### GIVEN DATA
◆ ◆ ◆ ◆ ◆

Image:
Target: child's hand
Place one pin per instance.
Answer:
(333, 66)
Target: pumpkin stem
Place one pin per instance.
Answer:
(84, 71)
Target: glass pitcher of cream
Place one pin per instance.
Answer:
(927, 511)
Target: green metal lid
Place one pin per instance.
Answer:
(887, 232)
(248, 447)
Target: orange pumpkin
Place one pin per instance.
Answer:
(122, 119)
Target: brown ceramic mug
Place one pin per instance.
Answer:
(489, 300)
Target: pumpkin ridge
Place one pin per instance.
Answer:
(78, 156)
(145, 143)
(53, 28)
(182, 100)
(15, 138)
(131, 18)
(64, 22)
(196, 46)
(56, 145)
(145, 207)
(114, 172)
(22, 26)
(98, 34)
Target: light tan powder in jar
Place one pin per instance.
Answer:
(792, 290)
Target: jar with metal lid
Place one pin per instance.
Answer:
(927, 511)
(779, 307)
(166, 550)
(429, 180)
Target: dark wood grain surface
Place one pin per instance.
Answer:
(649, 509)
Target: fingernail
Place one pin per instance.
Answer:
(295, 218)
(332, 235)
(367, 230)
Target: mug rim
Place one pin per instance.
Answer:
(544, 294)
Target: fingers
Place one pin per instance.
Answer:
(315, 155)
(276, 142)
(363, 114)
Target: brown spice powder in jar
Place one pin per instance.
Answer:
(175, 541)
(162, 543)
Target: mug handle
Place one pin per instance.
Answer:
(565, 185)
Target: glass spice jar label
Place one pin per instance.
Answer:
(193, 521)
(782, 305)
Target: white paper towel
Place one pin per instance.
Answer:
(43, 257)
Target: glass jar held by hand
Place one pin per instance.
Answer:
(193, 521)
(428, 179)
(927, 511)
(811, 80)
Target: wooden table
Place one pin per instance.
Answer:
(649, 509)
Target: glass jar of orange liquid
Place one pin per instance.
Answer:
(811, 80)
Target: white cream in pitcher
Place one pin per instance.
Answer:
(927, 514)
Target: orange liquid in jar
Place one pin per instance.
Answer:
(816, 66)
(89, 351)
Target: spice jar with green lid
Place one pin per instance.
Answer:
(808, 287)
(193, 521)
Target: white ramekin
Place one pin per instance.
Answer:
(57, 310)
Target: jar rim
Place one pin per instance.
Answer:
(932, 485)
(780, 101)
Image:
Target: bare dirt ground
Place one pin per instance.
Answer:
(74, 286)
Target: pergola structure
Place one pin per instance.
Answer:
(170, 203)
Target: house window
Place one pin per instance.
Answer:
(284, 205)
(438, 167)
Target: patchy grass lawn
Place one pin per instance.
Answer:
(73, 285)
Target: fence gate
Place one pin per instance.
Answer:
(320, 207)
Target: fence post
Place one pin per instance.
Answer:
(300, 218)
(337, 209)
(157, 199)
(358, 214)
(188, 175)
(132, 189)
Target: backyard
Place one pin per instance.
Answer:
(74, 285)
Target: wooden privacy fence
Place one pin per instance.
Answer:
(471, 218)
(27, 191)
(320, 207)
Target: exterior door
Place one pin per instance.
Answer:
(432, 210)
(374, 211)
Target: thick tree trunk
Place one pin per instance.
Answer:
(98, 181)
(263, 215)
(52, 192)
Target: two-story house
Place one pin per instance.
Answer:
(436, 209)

◆ ◆ ◆ ◆ ◆

### PROBLEM DESCRIPTION
Please write out every record shown above exactly as it reads.

### EXPECTED ANSWER
Image:
Target: child's hand
Place one pin per instance.
Answer:
(333, 66)
Target: pumpkin stem
Place one pin per instance.
Answer:
(84, 71)
Target: glass pitcher of cream
Place one pin per instance.
Answer:
(927, 511)
Target: green metal lid
Place one pin per instance.
Answer:
(887, 232)
(248, 447)
Target: orange pumpkin
Place one pin per instance.
Answer:
(122, 119)
Target: brown ceramic mug
Place one pin per instance.
Answer:
(489, 300)
Target: pumpkin ridge
Place one pin per instance.
Answer:
(78, 156)
(145, 143)
(53, 28)
(182, 100)
(15, 138)
(131, 18)
(64, 22)
(196, 46)
(56, 145)
(145, 207)
(114, 172)
(22, 26)
(98, 34)
Target: light tan powder in jar
Place one pin per instance.
Answer:
(792, 290)
Target: jar with metal lid
Place one pin per instance.
Answer:
(927, 511)
(779, 307)
(166, 550)
(429, 180)
Target: dark wood grain surface
Place one pin per instance.
Answer:
(649, 509)
Target: fingernail
Place one pin per instance.
Answer:
(295, 218)
(332, 235)
(367, 230)
Target: mug rim
Place one pin per instance.
Answer:
(544, 294)
Target: fingers
Place one pin per instance.
Answer:
(315, 155)
(276, 142)
(363, 114)
Target: brown spice powder in jar
Place one pin per instance.
Answer:
(175, 541)
(162, 543)
Target: mug handle
Place one pin per instance.
Answer:
(565, 185)
Target: glass spice jar label
Place one pin per instance.
Answer:
(193, 521)
(782, 305)
Target: white paper towel
Place one pin per instance.
Answer:
(43, 257)
Target: glass jar held by hand
Place one pin per instance.
Answer:
(193, 521)
(428, 179)
(927, 511)
(811, 80)
Target: wooden table
Place one pin per instance.
Answer:
(649, 509)
Target: glass jar of orange liquid
Place one pin per instance.
Answer:
(811, 80)
Target: white cream in pitcher
Place one pin per instance.
Answer:
(927, 514)
Target: orange liquid in jar
Place one pin per instance.
Answer:
(816, 66)
(89, 351)
Target: spice jar with green lid
Place one pin per instance.
Answer:
(808, 287)
(193, 521)
Target: white ramekin
Place one pin per instance.
Answer:
(57, 310)
Target: jar rim
Place one pin per instance.
Answer:
(932, 485)
(780, 101)
Image:
Target: bare dirt ground
Place one pin per instance.
Answer:
(74, 286)
Target: pergola structure
Place one pin per instance.
Answer:
(170, 203)
Target: house window
Place one pin per instance.
Answer:
(284, 205)
(438, 167)
Target: patchy grass lawn
Place one pin per instance.
Answer:
(73, 285)
Target: fence gate
Place one pin per instance.
Answer:
(320, 207)
Target: fence post
Place one pin per instance.
Answer:
(300, 218)
(337, 209)
(157, 199)
(358, 214)
(188, 175)
(132, 189)
Target: backyard
Place one pin per instance.
Answer:
(74, 285)
Target: wooden privacy fence
Place one pin per instance.
Answer:
(471, 218)
(27, 191)
(320, 207)
Target: exterior door
Place one pin per instance.
Answer:
(432, 210)
(374, 211)
Target: thick tree trunk
Place one pin per instance.
Answer:
(98, 181)
(263, 215)
(52, 192)
Target: two-story house
Place one pin per instance.
Answer:
(436, 209)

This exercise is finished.